Exercise description -
Return the passage of the haplotype extractor documentation between "1. For each" and "real recombination events.", inclusive, copied word for word.

Passage -

- - -

Quiet Mode for Batch Processing

# Suppress warnings when processing many files
for f in *.vcf; do
  ./VCFX_haplotype_extractor -q -i "$f" > "${f%.vcf}.haplotypes.tsv"
done

Filtering for Large Blocks

# Extract only blocks spanning at least 10 variants
./VCFX_haplotype_extractor -i phased.vcf | awk -F'|' '{if (NF >= 10) print}' > large_blocks.tsv

Phase Consistency

When the --check-phase-consistency option is enabled, the tool performs a basic check to detect potential phase inconsistencies:

  1. For each new variant, the tool examines its phased alleles for each sample
  2. It compares these with the last variant added to the current block
  3. If it detects a phase "flip" (e.g., changing from "0|1" to "1|0"), it may start a new block
  4. This helps identify regions where phasing may be inconsistent

This basic consistency checking is useful for identifying phase switches that might indicate errors in the phasing process or real recombination events.

Handling Special Cases

The tool implements several strategies for handling edge cases:

  1. Unphased genotypes: Any variant with unphased genotypes ("/" delimiter) is skipped and will not be included in haplotype blocks
  2. Missing genotypes: Variants with missing genotypes (".") are handled, but may affect block formation
  3. Multiallelic sites: Properly processed with the actual allele codes in the haplotype strings
  4. Chromosome changes: Automatically starts a new block when the chromosome changes
  5. Large distances: Starts a new block when the distance between consecutive variants exceeds the threshold
  6. Empty input: Produces no output blocks but exits cleanly
  7. Malformed VCF: Attempts to skip malformed lines with warnings
  8. Large files: Use --streaming mode for files larger than available RAM

Performance

Benchmarks

Tested on chr21.1kg.phase3.v5a.vcf (48MB, ~300k variants, 2,504 samples):

Mode Time Speedup
stdin (buffered) 4.0s 1x
file input (-i, mmap) 1.2s 3.3x

For larger files, the mmap advantage increases significantly due to kernel prefetching.

Default Mode

  1. Single-pass processing with O(n) time complexity where n is the number of variants
  2. Memory usage scales primarily with the number of samples and the total number of blocks
  3. All blocks held in memory until EOF

Streaming Mode

  1. Single-pass processing with O(n) time complexity
  2. Memory usage scales only with current block size (not total blocks)
  3. Blocks output immediately when complete
  4. Optimal for very large files or memory-constrained environments

Memory Usage Examples

File Size Blocks Samples Default Mode Streaming Mode
100 MB 100 500 ~20 MB ~1 MB
1 GB 1,000 1,000 ~100 MB ~5 MB
10 GB 10,000 2,500 ~500 MB ~10 MB
50 GB 50,000 5,000 OOM ~20 MB

Limitations

  1. Requires phased genotypes - variants with unphased genotypes are skipped
  2. Cannot join blocks across different chromosomes
  3. Simple distance-based blocking may not align with biological recombination patterns
  4. Basic phase consistency checking may not detect all inconsistencies
  5. No ability to export or visualize the relationship between blocks
  6. Does not account for potential errors in the original phasing
  7. No special handling for reference gaps or known problematic regions

Backward Compatibility

The tool is fully backward compatible: - Default behavior (without --streaming or -i) works exactly as before - Existing scripts and pipelines using stdin continue to function unchanged - The -i/--input and -q/--quiet options are purely additive - The --streaming option is purely opt-in for large file support - Output format is identical in all modes (stdin/file, default/streaming)

- - -

Input data -
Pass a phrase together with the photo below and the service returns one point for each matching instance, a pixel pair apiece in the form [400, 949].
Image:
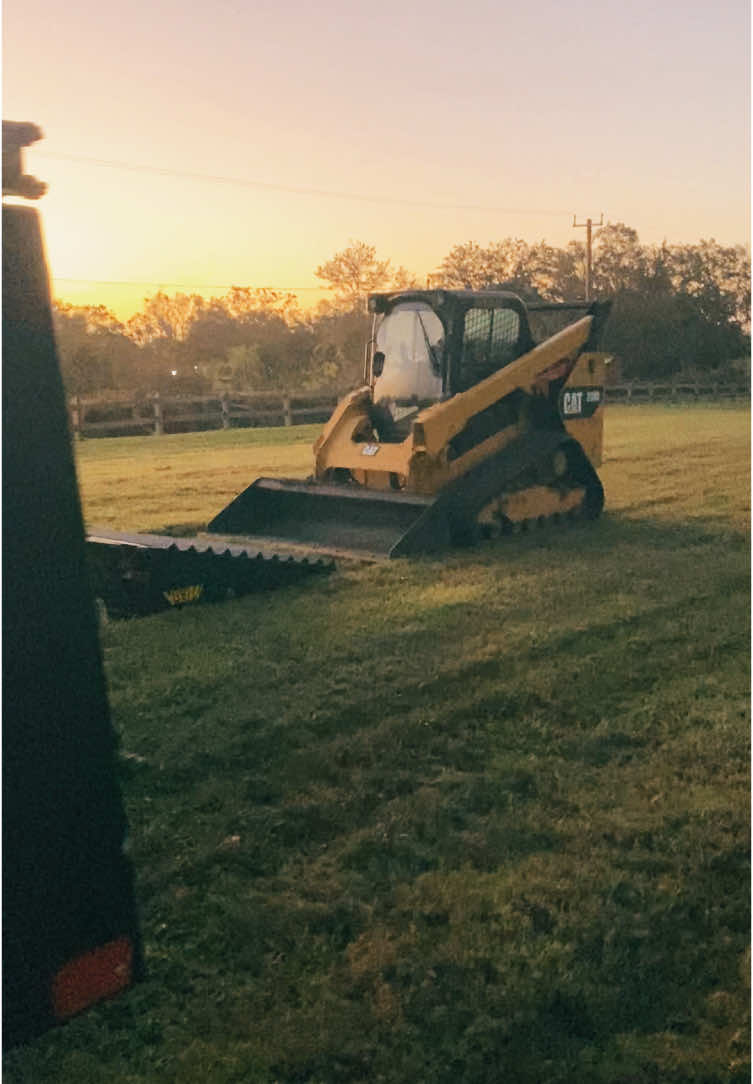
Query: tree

- - -

Expected answer -
1. For each new variant, the tool examines its phased alleles for each sample
  2. It compares these with the last variant added to the current block
  3. If it detects a phase "flip" (e.g., changing from "0|1" to "1|0"), it may start a new block
  4. This helps identify regions where phasing may be inconsistent

This basic consistency checking is useful for identifying phase switches that might indicate errors in the phasing process or real recombination events.